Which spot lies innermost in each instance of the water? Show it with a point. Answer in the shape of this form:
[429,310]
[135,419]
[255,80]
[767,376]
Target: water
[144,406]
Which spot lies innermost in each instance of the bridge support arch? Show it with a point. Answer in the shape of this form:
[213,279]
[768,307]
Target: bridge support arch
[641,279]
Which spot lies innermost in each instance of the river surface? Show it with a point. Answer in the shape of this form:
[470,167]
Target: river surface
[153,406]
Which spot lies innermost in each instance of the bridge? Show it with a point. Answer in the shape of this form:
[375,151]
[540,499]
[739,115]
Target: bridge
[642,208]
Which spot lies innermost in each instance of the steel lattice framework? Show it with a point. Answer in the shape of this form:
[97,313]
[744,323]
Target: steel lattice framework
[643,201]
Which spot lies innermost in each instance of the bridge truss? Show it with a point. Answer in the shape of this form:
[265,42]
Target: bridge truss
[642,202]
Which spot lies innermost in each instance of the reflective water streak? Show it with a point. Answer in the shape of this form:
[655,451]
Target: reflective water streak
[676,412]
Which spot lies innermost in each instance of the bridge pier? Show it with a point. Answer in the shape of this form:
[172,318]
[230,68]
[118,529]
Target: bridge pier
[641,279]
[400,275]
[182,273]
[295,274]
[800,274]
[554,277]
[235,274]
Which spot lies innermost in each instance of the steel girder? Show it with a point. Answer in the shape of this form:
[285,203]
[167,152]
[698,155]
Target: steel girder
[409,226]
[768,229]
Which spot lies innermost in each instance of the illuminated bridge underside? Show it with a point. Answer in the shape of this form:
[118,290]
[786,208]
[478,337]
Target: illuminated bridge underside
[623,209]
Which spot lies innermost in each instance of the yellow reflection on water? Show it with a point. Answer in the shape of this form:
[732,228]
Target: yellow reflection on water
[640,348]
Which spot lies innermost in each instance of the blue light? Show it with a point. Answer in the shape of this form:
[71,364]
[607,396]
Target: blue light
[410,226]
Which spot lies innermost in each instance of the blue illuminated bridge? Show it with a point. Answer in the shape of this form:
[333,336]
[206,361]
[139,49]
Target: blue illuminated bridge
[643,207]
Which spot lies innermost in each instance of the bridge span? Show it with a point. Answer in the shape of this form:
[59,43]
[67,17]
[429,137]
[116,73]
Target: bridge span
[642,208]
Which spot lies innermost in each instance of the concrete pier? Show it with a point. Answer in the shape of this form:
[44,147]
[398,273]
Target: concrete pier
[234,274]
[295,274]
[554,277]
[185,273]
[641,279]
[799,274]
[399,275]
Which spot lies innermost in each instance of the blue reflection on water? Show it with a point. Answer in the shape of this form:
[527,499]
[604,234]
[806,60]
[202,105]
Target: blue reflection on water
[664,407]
□ □ □ □
◆ **Directions for this task**
Give the records again, unchanged and complete.

◆ **Task answer**
Which spot lies innermost in each instance of the water? Show it with a point. Answer in the shape of this form:
[429,310]
[135,419]
[255,80]
[767,376]
Target: water
[144,406]
Which spot lies innermost in each instance of the bridge support arch? Show it with a point. Answer in the shape of this form:
[213,279]
[768,307]
Target: bridge support arch
[641,279]
Which spot lies innermost in each instance of the river surface? Show it with a point. Answer in the shape of this form:
[470,167]
Target: river surface
[153,406]
Which spot lies innermost in each instance of the bridge? Show it with a point. Answer in the shape of this form:
[375,151]
[540,499]
[739,115]
Target: bridge
[642,208]
Which spot lies innermost in each instance of the steel lattice framework? Show it with a point. Answer in the shape of this form:
[97,313]
[744,323]
Target: steel lattice framework
[643,201]
Which spot lies innermost in each instance of the bridge truss? Show it with a point. Answer in the shape of this form:
[265,42]
Target: bridge truss
[642,202]
Which spot lies innermost in each instance of the reflective water streak? Show it with a point. Answer in the shape of this form:
[655,451]
Target: reflective water streak
[676,412]
Which spot lies innermost in each instance of the bridge pier? Show it with a point. Answer in the shape of this form:
[172,318]
[230,68]
[118,529]
Target: bridge pier
[641,279]
[400,275]
[182,273]
[295,274]
[800,274]
[554,277]
[235,274]
Which spot lies innermost in each instance of the steel girder? Show it with a point. Answer in the shape of this form:
[285,203]
[167,152]
[698,155]
Target: steel girder
[409,226]
[768,229]
Which spot lies innermost in each instance of the illuminated bridge underside? Show it with a point. Answer in the shape of this form:
[118,290]
[786,208]
[478,337]
Target: illuminated bridge underside
[623,209]
Which spot lies innermost in each instance of the yellow reflection on water? Show it with a point. Answer in the shape of this form:
[732,228]
Target: yellow reflection on water
[640,348]
Which spot lies innermost in each instance of the blue light? Show it with a point. Answer in the shape of this form:
[71,364]
[607,396]
Target: blue light
[410,226]
Which spot lies innermost in each instance of the blue illuminated bridge? Show it with a point. Answer in the shape of this form:
[333,336]
[206,361]
[139,49]
Target: blue illuminated bridge
[643,207]
Which spot lies innermost in each instance of the bridge span? Show it with a point. Answer in the shape of this form:
[59,43]
[67,17]
[429,137]
[116,73]
Target: bridge span
[642,208]
Which spot lies innermost in each instance of the concrete pier? Show it with a point. Answer in the shape of this form:
[44,147]
[398,273]
Target: concrete pier
[234,274]
[295,274]
[554,277]
[185,273]
[641,279]
[799,274]
[399,275]
Which spot lies innermost in each instance of the blue reflection on water? Show it with a point. Answer in the shape of this form:
[527,499]
[604,234]
[806,60]
[202,105]
Target: blue reflection on water
[664,407]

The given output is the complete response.